**What needs to be done**
List every line in the material below that contains the word "background".

**Data supplied**
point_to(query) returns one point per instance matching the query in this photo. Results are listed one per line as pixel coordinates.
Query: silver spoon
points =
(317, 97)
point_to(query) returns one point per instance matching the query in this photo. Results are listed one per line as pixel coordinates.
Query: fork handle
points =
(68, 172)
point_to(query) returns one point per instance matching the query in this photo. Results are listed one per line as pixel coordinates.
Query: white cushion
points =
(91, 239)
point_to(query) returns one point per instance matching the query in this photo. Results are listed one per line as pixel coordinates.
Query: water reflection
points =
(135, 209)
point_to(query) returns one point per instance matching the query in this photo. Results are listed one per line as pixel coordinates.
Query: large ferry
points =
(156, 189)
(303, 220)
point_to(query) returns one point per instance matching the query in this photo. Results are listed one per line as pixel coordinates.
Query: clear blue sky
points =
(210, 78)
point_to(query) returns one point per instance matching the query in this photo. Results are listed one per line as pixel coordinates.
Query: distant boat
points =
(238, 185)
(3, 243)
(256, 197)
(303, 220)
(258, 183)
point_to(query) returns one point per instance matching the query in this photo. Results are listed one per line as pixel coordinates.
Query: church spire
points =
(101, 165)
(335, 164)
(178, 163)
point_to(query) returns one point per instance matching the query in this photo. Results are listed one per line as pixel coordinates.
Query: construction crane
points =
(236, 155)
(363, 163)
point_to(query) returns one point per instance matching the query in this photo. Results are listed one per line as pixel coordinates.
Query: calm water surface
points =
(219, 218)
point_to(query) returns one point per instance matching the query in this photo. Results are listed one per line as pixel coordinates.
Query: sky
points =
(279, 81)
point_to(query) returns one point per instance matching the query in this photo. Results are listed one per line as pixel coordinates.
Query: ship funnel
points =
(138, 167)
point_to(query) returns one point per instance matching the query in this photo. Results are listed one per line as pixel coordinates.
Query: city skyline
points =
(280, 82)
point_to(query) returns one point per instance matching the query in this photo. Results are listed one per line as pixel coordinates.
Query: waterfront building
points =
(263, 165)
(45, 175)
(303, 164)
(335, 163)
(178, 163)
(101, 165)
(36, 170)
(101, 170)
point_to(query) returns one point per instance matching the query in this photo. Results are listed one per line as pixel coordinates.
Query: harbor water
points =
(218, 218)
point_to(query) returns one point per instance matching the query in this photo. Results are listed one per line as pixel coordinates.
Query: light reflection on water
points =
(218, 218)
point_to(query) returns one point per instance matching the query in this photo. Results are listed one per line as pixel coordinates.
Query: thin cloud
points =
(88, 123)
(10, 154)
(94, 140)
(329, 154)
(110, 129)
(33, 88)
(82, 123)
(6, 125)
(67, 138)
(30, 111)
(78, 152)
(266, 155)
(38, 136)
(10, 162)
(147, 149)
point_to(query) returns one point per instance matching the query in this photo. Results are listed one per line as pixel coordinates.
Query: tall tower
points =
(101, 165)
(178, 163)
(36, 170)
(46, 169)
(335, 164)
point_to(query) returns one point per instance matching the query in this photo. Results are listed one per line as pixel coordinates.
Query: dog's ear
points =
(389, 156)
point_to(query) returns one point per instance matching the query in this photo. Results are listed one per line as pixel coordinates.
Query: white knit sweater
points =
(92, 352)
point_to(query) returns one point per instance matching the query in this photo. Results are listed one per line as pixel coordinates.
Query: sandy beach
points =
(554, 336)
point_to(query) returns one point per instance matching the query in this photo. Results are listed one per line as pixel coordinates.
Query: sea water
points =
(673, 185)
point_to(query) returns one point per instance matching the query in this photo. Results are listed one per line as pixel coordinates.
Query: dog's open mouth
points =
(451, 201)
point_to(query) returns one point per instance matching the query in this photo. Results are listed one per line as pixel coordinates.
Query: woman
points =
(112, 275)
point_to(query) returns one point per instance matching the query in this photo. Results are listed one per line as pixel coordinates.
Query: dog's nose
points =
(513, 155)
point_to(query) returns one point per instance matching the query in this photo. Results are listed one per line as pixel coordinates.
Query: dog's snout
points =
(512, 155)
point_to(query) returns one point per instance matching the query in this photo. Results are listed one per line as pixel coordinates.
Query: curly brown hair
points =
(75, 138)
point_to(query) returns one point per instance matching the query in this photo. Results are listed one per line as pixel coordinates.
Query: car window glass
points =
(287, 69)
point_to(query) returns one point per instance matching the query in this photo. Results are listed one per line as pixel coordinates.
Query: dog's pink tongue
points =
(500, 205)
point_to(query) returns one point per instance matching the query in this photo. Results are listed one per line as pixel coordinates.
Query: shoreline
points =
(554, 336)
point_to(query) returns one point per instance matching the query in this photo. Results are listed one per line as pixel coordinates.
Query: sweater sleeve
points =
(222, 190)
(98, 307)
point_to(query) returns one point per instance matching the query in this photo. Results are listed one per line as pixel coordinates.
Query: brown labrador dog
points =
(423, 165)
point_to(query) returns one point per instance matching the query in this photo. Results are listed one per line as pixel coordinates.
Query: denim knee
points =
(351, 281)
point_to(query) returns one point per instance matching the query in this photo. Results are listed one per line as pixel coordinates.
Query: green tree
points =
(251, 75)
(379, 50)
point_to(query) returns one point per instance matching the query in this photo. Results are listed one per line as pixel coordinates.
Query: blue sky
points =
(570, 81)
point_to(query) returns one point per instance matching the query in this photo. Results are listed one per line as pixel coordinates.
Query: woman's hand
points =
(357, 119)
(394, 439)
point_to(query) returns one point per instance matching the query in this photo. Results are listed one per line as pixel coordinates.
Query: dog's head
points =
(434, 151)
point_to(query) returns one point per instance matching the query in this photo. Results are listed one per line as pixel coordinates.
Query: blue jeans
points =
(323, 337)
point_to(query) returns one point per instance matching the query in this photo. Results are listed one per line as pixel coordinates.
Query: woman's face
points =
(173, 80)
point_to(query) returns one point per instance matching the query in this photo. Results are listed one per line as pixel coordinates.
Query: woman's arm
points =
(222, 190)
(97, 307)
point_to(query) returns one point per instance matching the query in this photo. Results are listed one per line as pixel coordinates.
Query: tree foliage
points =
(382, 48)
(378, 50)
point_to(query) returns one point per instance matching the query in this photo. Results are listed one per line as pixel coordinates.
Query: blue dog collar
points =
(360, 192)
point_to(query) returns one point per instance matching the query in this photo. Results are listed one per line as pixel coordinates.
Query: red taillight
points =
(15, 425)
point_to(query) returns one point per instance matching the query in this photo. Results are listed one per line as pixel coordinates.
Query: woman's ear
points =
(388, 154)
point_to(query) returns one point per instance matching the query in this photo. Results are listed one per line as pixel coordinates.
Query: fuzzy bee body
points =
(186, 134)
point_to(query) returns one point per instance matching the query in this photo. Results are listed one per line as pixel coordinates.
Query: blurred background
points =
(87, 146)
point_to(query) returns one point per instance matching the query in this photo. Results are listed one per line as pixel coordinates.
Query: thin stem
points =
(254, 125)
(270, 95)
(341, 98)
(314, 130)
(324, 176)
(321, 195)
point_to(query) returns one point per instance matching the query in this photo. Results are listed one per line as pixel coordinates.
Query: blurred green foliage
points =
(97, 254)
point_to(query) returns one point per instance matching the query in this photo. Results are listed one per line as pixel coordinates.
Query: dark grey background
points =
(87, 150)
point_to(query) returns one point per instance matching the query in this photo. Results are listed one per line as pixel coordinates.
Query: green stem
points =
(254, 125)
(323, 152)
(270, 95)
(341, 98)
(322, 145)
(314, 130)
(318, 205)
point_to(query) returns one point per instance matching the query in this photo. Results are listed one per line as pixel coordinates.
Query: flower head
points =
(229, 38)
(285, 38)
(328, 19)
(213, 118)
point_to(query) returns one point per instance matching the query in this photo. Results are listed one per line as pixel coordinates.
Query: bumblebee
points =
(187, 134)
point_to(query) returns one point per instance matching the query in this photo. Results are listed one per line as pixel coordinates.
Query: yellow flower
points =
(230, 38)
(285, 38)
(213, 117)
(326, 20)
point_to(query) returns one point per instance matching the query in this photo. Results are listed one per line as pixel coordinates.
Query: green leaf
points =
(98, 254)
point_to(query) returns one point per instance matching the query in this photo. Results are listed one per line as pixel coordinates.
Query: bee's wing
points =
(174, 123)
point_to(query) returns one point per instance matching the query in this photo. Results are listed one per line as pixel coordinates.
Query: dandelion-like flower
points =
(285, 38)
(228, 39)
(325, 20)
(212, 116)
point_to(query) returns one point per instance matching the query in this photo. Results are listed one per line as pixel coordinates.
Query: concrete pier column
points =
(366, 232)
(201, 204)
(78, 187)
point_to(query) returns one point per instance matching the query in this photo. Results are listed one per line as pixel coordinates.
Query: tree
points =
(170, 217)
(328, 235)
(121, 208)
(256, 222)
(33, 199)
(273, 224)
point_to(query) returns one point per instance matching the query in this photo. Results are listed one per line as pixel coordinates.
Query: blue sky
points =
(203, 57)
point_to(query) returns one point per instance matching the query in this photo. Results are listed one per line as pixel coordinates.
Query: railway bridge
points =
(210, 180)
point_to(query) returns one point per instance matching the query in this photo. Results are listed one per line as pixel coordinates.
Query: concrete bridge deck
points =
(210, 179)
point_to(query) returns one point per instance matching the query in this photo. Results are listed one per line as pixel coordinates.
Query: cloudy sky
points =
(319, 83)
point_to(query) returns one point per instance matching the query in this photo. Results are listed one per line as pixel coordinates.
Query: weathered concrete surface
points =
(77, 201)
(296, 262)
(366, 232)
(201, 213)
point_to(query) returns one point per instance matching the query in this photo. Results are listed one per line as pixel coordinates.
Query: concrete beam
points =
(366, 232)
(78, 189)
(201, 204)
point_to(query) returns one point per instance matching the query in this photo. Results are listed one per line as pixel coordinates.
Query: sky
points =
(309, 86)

**Task solution**
Query: blurred background
Query: dark grey background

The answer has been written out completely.